SOURCE EXCERPT
NIOC is of course correct that the Fund is not seeking to enforce a trust against NIOC, and to point out that since August 2022 there has been no trust in existence which could be enforced. However, it would also be wrong to analyse the dispute as involving enforcement of the trust against CGC, so to that extent I would disagree with what the judge said at §212 (although I do not consider it to be material to his decision). CGC has applied for relief as a “victim” of the Transfer (that is, a person prejudiced or capable of being prejudiced by it: ss. 423(5) and 424) and – if an undervalue is shown to exist – has standing on that basis. The statutory question that the court must therefore answer is whether the Transfer was made at an undervalue. That question directs attention to the position as between NIOC and the Fund. Did NIOC receive something of significantly less value than it provided?

252.

In answering that narrow question (as opposed to the question of purpose), the position of CGC is irrelevant. It is indeed the case that CGC relies on s.53(1)(b), but as the putative victim of the transaction it is entitled to do so if the effect of that provision is that the Transfer was in fact made at an undervalue. The objection under Ground 3 is that it was not so entitled. That objection is not made out in my view.

253.

As Zacaroli LJ explains, the question whether NIOC received something of significantly less value than it provided is a factual one, and regard must be had to reality and common sense.

254.

When asked to identify what consideration NIOC received in exchange for NIOC House, Mr Thanki relied on the “prior moral obligation under the unenforceable trust”, which he submitted NIOC as trustee could honour without offending insolvency legislation. The trust was binding on NIOC’s conscience, such that it could not have transferred NIOC House to anyone other than the Fund. NIOC received consideration in the form of a release from its obligations as trustee, and in any event the distribution of property to the beneficiary of a bare trust could not be characterised as being voluntary or at an undervalue. The Transfer perfected a valid trust, which was simply unenforceable by the Fund. CGC was not therefore a “victim”. Mr Thanki placed particular reliance on Gardner v Rowe.

WRITTEN REQUEST A
Copy the judgment excerpt from "In answering that" up to and including "and common sense.", swapping "objection" for "complaint".

[Items from a labeling collection]

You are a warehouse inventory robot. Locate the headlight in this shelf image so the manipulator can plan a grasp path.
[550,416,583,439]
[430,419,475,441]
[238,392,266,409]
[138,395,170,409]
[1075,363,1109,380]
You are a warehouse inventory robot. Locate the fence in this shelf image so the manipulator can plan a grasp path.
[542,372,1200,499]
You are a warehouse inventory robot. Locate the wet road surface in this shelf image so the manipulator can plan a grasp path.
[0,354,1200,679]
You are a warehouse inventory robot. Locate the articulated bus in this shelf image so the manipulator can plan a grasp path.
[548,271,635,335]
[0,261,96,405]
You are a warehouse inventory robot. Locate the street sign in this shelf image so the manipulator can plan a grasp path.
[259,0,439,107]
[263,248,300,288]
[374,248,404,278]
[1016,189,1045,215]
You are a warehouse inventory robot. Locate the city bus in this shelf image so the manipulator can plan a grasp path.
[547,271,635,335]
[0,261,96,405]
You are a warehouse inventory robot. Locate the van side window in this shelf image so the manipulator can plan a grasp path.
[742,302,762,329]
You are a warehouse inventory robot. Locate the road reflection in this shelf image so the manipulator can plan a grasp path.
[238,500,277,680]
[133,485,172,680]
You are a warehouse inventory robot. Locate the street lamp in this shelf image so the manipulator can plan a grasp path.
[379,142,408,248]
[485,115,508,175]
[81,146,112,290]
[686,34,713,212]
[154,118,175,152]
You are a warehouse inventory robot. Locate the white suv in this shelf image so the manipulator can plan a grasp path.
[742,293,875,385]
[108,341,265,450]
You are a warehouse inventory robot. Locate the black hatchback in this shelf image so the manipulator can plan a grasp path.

WRITTEN REQUEST B
Give the records from the line with "You are a warehouse inventory robot. Locate the white" through the end of the records as a Markdown table with the columns Row and Line, leaving out blank lines.

EXERCISE OUTPUT A
In answering that narrow question (as opposed to the question of purpose), the position of CGC is irrelevant. It is indeed the case that CGC relies on s.53(1)(b), but as the putative victim of the transaction it is entitled to do so if the effect of that provision is that the Transfer was in fact made at an undervalue. The complaint under Ground 3 is that it was not so entitled. That complaint is not made out in my view.

253.

As Zacaroli LJ explains, the question whether NIOC received something of significantly less value than it provided is a factual one, and regard must be had to reality and common sense.

EXERCISE OUTPUT B
| Row | Line |
|---|---|
| 1 | You are a warehouse inventory robot. Locate the white suv in this shelf image so the manipulator can plan a grasp path. |
| 2 | [742,293,875,385] |
| 3 | [108,341,265,450] |
| 4 | You are a warehouse inventory robot. Locate the black hatchback in this shelf image so the manipulator can plan a grasp path. |